Without trying to make a complete list, we can see that struggling is a destructive, psychological habit to prove one's merit, appear smart, obtain advantages, make quick progress, and do a thousand other things. At the Feet of the Master says we should not try to appear clever, but why should we appear to be anything at all? Why all this striving? Is it possible to act and live, do what is worthwhile, helpful, and good, without needing psychologically to struggle for it?

Struggling is an ego-habit, so even when people wish not to be part of the world and aspire to lead the spiritual life, their minds continue to be anxious to have the guru's attention, to quickly become enlightened, or to find the best method to overcome their defects. So it is not peaceful. "Do not let yourself be easily deceived by your own heart," says Light on the Path. It is easy to be worldly, while imagining one is spiritual. On the other hand, by learning to be aware that the egoistic self feeds itself on struggle and confrontation with people, ideas, circumstances, and its own defects, the tension is shed and there is calm.

Wholesome living, being natural and happy like children, means not demanding, not struggling, but being still and calm with whatever is. Taoism teaches nonresistance, implying deep inner contentment of the mind, in harmony with earth and heaven. The Bhagavadgita also advises one to act while "being established in Yoga." Yoga is realizing fully the harmony of earth and heaven of which we are part. When there is no feeling of struggle in whatever we do or think (a state the ancients called sama or "tranquility"), there is a remarkable change in all our relationships and in our very being.

So we must stop to realize how we are functioning—not what we are doing and how to find solutions for problems—but how we are functioning. Perhaps even a small deed done in the right state of mind does far more good than many things done by egocentric struggling. In the ocean, when a strong wind blows, at first there are little undulations; but as the wind keeps on blowing, the undulations become stronger and larger; then they turn into huge waves and breakers. Even sturdy sailing ships of old could not withstand such waves. We all struggle in small ways because of petty ambitions and imaginary needs. In the psychological realm, as in the ocean, there is a cumulative process, as we see when something happens in a crowd. A few people get frightened, then everybody panics resulting in a stampede. The whole world is like that. Our little struggles mount up and are magnified into large struggles and wars. People like Krishnamurti and the Dalai Lama say, "You are responsible for the whole world!" When we do not live in serenity and peace, we create wars.

Being bodily in the world is not of importance, provided there is harmony and tranquility within. The Buddhas take birth in the world when there is degeneration, but they do not cease to be Buddhas. They are never of the world, they are free and karma-less, since they are embodiments of peace. Karma is not just physical action; it comprehends the kind of energy we put into outer action. The energy of the Buddhas is love and peace, while the energy ordinary people generate is selfish to a lesser or greater degree, and it is therefore the cause of violence. For peace to come to the suffering world, inside us there must be neither struggle nor the illusions of insecurity and ambition. When our illusions end, we shall be harbingers of peace.


Radha Burnier, the President of the international Theosophical Society since 1980, is the author of several books, including Human Regeneration; No Other Path to Go; and Truth, Beauty and Goodness. She is a tireless worker for animal welfare and the education of socially deprived children in India.

Region pointing data
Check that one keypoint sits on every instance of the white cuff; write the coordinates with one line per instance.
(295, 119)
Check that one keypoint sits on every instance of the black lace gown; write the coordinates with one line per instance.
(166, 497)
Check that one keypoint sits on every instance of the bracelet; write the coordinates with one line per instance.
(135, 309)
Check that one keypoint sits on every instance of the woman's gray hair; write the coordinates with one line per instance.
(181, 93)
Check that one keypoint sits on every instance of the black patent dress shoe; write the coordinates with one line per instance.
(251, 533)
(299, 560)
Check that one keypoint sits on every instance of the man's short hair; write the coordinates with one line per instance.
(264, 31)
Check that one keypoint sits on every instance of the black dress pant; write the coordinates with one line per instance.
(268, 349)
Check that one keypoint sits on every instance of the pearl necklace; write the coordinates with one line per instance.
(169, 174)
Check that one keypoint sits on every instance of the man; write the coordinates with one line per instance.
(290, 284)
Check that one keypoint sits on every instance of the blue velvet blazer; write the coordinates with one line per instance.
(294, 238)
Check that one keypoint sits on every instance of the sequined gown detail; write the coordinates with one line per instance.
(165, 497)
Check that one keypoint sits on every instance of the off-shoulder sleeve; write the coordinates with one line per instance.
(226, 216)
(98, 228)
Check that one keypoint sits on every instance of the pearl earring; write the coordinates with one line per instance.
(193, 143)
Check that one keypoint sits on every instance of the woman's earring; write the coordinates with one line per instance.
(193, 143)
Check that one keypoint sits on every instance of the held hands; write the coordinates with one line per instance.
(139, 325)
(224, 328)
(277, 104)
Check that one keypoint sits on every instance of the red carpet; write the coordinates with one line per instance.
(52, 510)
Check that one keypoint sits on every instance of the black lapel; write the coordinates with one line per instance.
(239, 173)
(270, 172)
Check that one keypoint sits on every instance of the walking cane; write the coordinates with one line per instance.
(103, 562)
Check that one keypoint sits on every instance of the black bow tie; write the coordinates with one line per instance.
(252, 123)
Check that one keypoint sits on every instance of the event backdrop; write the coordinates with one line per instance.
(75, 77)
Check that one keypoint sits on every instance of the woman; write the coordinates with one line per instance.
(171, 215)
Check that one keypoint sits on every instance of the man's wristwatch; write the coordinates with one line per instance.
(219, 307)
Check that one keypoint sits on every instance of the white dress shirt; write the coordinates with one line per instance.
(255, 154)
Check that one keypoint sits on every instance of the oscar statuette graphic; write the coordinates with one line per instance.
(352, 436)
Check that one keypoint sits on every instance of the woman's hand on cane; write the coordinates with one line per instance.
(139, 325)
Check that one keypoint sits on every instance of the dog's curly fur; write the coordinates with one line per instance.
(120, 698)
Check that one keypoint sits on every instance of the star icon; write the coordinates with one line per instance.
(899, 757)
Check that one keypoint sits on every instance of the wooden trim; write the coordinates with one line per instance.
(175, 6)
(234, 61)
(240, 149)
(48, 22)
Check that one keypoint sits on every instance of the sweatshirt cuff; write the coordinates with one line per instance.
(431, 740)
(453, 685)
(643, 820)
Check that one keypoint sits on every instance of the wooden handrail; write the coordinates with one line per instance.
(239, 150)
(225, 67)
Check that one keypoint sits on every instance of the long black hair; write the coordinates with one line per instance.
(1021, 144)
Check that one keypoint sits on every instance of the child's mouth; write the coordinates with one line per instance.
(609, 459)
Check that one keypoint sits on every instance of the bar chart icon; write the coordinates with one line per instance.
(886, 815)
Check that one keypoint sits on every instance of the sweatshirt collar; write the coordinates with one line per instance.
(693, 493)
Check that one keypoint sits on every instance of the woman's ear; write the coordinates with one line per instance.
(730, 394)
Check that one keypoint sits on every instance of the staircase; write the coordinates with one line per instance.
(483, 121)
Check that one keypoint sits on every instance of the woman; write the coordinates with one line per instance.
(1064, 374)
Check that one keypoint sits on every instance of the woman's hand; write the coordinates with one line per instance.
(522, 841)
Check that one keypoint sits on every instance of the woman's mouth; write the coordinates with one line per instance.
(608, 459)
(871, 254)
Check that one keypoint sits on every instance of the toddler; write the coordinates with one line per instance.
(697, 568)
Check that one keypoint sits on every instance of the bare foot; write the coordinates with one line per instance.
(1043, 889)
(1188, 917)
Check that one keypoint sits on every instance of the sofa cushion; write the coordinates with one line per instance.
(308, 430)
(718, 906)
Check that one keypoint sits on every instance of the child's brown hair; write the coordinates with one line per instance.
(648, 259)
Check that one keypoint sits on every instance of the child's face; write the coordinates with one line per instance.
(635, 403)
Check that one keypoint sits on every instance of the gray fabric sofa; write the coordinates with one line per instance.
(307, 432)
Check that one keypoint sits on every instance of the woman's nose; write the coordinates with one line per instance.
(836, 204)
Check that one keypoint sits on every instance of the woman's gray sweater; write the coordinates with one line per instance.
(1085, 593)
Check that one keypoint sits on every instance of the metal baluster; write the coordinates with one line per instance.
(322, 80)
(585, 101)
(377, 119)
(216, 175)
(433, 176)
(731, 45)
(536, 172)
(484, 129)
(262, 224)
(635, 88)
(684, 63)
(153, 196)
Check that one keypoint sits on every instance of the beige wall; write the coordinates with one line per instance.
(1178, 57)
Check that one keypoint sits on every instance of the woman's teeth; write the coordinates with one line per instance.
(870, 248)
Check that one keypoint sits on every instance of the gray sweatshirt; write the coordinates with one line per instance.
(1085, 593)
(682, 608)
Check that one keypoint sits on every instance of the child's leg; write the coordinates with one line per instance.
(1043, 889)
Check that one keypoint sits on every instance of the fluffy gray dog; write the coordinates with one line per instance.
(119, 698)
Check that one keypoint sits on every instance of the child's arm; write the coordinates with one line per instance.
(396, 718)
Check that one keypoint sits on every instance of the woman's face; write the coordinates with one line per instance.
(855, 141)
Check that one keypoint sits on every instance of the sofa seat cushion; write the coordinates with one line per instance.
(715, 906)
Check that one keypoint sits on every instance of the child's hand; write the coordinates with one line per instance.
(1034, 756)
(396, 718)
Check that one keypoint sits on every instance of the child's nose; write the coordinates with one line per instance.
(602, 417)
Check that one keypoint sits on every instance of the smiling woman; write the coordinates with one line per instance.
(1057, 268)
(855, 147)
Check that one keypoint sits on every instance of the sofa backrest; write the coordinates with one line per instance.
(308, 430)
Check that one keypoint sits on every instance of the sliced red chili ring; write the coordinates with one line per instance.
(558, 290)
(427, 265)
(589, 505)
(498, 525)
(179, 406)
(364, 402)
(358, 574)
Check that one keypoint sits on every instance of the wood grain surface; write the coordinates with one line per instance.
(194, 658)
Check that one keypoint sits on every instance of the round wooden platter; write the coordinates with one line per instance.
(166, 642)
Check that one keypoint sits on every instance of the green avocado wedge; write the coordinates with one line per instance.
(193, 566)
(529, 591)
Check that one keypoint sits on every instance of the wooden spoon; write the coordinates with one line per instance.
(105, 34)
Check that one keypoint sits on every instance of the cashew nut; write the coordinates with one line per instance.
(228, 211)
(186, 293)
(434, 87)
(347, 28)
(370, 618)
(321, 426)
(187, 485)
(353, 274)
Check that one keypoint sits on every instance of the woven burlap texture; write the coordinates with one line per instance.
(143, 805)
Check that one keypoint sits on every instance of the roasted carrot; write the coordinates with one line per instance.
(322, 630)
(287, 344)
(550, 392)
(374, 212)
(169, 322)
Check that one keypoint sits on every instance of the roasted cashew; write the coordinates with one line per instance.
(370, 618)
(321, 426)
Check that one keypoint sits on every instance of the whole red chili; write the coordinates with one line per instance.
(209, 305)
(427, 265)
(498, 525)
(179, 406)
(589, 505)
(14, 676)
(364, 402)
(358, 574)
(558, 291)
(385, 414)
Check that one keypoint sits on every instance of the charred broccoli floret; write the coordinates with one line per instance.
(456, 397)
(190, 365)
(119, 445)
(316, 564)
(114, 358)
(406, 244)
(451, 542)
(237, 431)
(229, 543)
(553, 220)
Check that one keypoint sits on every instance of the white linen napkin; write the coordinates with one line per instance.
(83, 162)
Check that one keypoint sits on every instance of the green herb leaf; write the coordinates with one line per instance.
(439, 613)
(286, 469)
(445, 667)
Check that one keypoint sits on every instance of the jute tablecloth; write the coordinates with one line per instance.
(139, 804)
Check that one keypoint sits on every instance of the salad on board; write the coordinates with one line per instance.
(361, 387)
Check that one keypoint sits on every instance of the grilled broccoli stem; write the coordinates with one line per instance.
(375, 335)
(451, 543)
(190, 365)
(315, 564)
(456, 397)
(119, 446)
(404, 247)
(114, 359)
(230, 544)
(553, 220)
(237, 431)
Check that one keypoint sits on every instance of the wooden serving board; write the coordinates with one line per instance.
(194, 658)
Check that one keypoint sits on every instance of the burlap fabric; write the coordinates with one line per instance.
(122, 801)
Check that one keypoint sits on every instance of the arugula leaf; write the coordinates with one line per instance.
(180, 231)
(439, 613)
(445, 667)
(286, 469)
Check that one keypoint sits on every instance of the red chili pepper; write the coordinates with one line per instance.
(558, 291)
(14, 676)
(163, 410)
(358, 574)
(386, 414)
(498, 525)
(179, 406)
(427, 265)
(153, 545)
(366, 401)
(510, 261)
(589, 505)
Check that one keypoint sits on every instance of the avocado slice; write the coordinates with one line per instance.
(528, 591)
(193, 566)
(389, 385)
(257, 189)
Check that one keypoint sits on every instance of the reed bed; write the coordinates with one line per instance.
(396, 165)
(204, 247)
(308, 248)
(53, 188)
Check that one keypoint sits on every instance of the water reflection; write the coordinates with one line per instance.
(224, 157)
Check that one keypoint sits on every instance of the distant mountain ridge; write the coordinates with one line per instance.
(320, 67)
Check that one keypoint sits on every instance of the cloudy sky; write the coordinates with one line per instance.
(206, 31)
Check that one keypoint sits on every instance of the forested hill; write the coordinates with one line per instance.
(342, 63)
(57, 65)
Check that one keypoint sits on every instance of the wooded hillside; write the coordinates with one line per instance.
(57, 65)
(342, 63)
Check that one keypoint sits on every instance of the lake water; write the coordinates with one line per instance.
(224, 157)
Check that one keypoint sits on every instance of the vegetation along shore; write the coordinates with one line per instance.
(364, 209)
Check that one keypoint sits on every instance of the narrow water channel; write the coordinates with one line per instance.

**Apply what you read:**
[a] Answer these questions using the passage on struggle:
(i) What does Taoism teach?
(ii) What did the ancients call the state in which there is no feeling of struggle?
(iii) Since what year has Radha Burnier been President of the international Theosophical Society?
[b] Copy word for word the stretch of the passage on struggle from "Being bodily in" through "harbingers of peace.".

**Answer list:**
[a]
(i) Nonresistance
(ii) Sama, or "tranquility"
(iii) 1980

[b]
Being bodily in the world is not of importance, provided there is harmony and tranquility within. The Buddhas take birth in the world when there is degeneration, but they do not cease to be Buddhas. They are never of the world, they are free and karma-less, since they are embodiments of peace. Karma is not just physical action; it comprehends the kind of energy we put into outer action. The energy of the Buddhas is love and peace, while the energy ordinary people generate is selfish to a lesser or greater degree, and it is therefore the cause of violence. For peace to come to the suffering world, inside us there must be neither struggle nor the illusions of insecurity and ambition. When our illusions end, we shall be harbingers of peace.